TASK INSTRUCTIONS: How many lines in the items below contain the string "neck"? Case counts, and your reply should be the number only.
## Start RECORD LIST
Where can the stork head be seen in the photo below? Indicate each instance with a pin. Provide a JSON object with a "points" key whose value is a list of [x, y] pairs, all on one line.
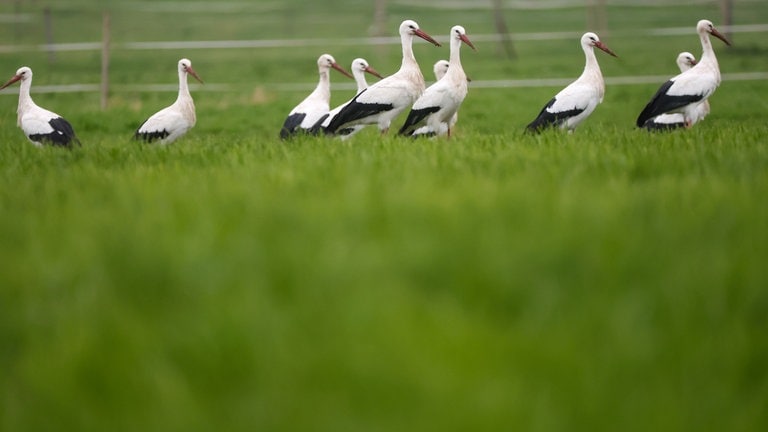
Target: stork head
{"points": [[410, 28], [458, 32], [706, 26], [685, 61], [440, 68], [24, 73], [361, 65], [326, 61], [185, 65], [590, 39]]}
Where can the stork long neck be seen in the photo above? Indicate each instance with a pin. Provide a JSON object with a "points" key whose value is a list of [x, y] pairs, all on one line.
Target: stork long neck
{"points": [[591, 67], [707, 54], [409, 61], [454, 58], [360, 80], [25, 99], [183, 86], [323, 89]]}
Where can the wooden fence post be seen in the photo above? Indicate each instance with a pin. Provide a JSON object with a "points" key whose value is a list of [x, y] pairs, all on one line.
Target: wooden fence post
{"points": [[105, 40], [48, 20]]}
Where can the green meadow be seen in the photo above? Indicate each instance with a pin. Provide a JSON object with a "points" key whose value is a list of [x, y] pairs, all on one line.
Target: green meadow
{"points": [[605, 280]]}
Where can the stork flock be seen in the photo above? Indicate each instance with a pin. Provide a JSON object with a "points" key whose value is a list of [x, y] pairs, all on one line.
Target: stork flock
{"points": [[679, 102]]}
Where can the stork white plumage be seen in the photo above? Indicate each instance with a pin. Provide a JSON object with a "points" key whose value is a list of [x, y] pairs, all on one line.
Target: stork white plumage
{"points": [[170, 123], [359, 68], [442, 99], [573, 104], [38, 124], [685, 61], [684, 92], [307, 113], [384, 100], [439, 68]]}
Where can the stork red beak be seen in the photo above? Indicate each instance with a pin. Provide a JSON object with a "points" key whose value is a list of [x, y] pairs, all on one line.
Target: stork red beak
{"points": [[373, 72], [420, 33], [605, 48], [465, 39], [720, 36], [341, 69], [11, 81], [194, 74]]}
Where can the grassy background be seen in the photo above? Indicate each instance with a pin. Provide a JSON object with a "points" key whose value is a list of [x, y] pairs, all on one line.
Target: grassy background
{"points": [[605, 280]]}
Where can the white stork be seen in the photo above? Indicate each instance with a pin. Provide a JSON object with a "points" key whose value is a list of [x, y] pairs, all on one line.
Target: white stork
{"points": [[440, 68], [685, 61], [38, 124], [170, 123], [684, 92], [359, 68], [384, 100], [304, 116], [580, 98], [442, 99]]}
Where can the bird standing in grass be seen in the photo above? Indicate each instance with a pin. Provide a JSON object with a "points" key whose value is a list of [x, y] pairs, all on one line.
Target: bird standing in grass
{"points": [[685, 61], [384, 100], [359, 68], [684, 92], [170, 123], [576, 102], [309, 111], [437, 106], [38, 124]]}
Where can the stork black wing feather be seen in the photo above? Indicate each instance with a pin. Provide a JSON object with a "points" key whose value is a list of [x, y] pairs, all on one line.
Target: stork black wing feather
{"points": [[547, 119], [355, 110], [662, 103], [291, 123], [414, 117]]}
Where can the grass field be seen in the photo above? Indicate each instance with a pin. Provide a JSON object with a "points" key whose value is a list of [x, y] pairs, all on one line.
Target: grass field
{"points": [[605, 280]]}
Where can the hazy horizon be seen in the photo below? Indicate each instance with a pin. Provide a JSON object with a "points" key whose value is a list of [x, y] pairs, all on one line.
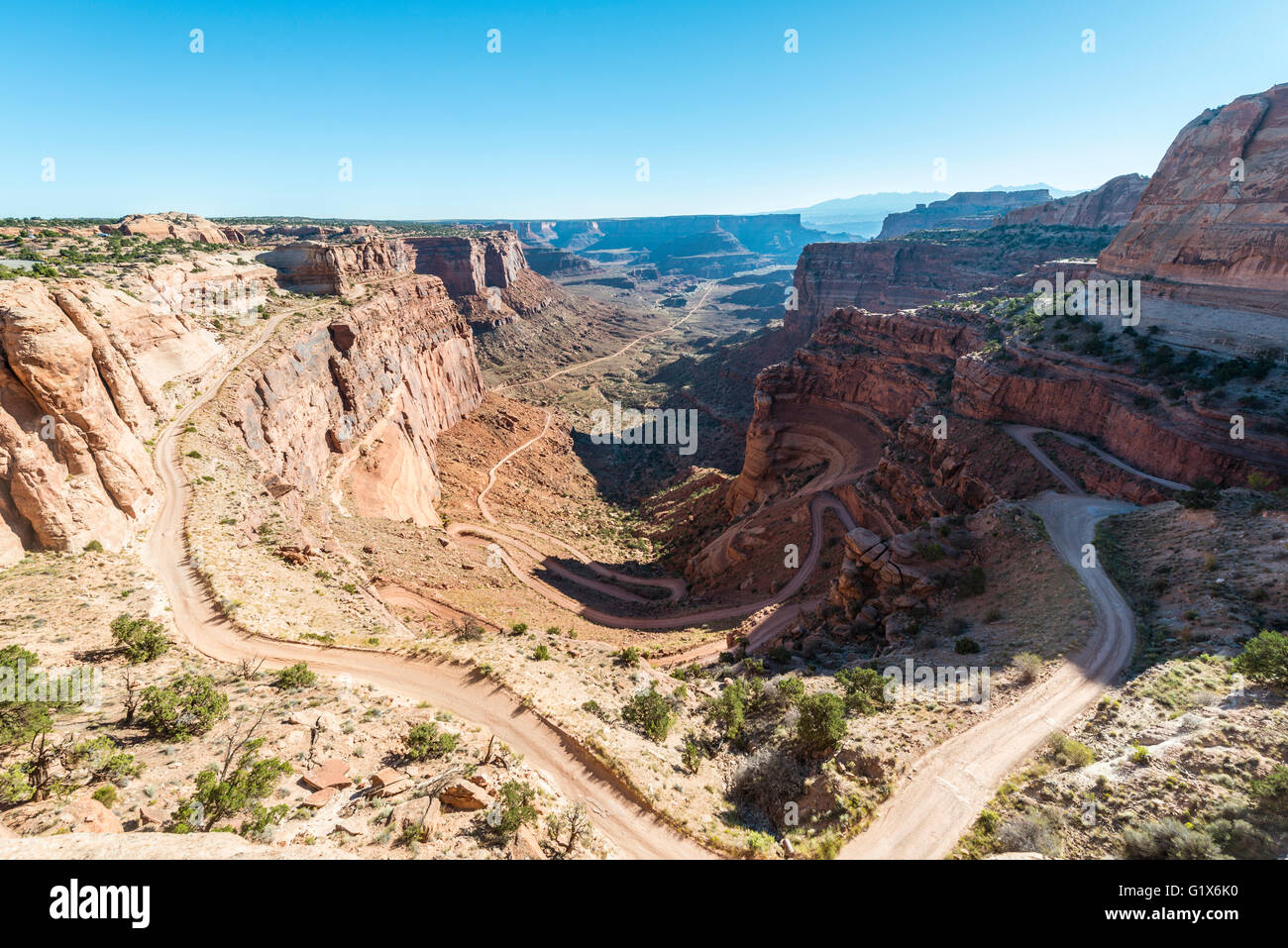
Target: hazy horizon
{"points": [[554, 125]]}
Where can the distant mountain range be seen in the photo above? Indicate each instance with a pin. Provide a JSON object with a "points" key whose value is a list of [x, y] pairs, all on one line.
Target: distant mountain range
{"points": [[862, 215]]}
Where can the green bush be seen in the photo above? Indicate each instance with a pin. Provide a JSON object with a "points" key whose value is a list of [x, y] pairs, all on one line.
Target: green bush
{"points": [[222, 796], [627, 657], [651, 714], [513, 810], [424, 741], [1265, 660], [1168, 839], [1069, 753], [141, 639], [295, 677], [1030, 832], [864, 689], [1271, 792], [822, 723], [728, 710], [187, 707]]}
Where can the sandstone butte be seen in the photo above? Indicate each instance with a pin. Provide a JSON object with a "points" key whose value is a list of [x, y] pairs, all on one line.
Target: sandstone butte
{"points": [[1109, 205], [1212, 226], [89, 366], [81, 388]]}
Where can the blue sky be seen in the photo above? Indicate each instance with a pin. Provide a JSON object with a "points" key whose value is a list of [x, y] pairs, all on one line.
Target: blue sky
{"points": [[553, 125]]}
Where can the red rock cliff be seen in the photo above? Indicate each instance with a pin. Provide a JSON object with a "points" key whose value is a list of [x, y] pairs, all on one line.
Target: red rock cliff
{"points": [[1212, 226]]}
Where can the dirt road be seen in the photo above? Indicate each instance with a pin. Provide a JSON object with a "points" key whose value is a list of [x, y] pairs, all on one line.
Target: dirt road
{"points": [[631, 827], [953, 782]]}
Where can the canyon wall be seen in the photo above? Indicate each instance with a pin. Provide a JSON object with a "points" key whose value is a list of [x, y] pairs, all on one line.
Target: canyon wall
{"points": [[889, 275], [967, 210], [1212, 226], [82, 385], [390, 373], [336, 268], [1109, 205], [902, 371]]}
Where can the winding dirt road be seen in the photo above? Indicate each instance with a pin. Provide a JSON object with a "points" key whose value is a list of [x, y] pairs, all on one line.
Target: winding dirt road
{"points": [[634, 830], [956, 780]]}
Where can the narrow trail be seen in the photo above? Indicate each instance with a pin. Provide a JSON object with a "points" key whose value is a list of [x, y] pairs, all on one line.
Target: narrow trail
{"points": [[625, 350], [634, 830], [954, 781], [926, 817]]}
## End RECORD LIST
## Start RECORD LIST
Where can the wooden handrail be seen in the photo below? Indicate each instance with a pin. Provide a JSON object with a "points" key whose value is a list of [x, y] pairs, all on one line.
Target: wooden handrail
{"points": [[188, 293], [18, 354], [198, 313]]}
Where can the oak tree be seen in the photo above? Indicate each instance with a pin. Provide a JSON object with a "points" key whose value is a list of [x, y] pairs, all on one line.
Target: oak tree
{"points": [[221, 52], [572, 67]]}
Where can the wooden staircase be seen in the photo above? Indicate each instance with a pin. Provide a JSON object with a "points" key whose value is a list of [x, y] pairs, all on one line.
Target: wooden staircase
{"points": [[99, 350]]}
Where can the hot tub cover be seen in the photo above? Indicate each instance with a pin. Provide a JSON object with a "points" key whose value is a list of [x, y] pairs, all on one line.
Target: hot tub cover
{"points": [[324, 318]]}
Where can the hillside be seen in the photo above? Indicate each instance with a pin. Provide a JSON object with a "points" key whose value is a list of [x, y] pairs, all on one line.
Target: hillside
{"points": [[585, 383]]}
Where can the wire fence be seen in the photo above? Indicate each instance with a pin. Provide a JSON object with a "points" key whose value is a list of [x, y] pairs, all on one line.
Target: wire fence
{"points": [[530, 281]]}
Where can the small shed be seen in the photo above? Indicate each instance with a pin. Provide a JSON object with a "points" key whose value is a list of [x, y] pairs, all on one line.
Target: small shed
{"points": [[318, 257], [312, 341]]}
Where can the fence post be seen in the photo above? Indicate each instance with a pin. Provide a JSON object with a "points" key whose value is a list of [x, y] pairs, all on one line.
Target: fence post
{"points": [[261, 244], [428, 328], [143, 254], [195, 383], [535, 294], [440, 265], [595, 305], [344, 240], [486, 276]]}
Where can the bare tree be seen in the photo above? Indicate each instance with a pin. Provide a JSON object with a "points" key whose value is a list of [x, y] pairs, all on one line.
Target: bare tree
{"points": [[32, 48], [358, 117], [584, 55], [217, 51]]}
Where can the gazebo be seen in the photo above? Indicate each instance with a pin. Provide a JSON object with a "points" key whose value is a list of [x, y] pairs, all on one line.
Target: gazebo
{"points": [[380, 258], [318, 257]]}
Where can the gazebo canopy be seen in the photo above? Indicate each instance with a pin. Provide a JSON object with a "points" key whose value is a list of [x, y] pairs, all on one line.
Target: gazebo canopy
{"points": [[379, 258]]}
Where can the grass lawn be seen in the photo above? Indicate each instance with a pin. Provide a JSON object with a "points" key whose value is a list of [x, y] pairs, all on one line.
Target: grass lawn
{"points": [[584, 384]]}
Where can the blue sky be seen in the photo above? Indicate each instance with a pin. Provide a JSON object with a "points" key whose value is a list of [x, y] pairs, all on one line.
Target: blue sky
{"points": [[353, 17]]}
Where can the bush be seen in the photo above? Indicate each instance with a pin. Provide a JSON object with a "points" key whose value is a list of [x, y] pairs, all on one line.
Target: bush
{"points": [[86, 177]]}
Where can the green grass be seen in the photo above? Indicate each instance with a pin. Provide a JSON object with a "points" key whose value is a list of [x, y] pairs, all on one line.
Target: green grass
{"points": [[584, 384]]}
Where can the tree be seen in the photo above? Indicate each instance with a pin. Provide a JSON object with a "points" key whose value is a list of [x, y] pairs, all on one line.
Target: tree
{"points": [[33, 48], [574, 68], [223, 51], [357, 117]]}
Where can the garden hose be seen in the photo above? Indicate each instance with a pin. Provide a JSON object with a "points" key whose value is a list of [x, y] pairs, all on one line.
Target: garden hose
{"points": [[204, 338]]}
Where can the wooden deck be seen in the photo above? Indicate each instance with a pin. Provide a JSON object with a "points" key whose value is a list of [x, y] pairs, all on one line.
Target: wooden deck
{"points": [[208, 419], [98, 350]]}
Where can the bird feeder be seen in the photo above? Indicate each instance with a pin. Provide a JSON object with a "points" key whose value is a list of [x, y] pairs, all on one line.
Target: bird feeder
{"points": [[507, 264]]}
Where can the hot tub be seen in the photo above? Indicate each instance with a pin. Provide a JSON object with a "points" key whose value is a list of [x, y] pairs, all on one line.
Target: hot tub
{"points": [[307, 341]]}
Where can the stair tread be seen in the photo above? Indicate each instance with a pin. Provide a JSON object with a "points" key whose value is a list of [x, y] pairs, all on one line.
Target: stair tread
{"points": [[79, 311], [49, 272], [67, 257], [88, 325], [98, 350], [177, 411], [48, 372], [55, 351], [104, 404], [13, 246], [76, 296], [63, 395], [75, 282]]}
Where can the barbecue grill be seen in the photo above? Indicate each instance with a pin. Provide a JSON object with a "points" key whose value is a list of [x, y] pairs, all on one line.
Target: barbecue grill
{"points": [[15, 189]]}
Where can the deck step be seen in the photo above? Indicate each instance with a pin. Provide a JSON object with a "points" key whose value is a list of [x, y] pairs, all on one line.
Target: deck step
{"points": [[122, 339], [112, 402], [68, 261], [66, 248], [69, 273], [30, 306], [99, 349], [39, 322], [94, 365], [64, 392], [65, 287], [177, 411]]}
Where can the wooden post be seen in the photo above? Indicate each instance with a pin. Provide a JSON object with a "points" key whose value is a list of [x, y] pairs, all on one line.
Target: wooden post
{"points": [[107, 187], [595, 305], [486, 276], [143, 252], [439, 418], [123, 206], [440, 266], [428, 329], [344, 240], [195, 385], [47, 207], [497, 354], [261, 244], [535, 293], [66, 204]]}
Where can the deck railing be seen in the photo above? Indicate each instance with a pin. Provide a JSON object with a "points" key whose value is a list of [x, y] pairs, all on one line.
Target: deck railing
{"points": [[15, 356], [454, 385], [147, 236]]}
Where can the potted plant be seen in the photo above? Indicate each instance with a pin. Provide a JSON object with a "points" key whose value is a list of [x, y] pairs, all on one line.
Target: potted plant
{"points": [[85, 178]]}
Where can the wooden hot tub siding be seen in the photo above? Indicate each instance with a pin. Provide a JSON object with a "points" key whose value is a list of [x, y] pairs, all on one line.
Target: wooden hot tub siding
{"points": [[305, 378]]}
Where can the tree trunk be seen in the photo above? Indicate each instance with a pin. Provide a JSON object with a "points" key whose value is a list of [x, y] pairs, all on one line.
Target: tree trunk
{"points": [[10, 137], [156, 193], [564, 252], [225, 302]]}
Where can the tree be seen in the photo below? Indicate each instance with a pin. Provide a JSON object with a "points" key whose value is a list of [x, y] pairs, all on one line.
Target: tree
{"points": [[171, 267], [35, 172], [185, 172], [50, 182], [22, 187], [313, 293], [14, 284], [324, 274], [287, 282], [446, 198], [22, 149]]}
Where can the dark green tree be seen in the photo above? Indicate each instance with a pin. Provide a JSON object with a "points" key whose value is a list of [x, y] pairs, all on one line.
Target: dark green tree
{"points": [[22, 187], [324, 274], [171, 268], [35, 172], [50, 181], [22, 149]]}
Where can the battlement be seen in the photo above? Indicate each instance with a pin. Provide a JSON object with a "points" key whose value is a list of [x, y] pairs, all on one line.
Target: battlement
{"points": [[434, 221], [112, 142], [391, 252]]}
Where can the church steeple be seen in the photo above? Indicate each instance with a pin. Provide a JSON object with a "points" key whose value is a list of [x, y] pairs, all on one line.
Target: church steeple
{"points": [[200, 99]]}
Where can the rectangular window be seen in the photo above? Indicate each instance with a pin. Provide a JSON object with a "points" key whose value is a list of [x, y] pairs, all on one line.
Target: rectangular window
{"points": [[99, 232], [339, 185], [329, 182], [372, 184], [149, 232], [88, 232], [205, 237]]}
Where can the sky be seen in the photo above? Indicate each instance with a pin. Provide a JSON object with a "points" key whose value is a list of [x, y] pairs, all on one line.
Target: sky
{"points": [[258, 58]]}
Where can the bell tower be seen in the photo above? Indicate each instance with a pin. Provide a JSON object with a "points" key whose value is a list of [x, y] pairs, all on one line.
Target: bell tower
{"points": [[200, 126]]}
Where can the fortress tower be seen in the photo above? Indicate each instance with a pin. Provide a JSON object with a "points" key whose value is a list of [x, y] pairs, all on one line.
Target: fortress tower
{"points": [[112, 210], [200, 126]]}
## End RECORD LIST
THE RESULT: 2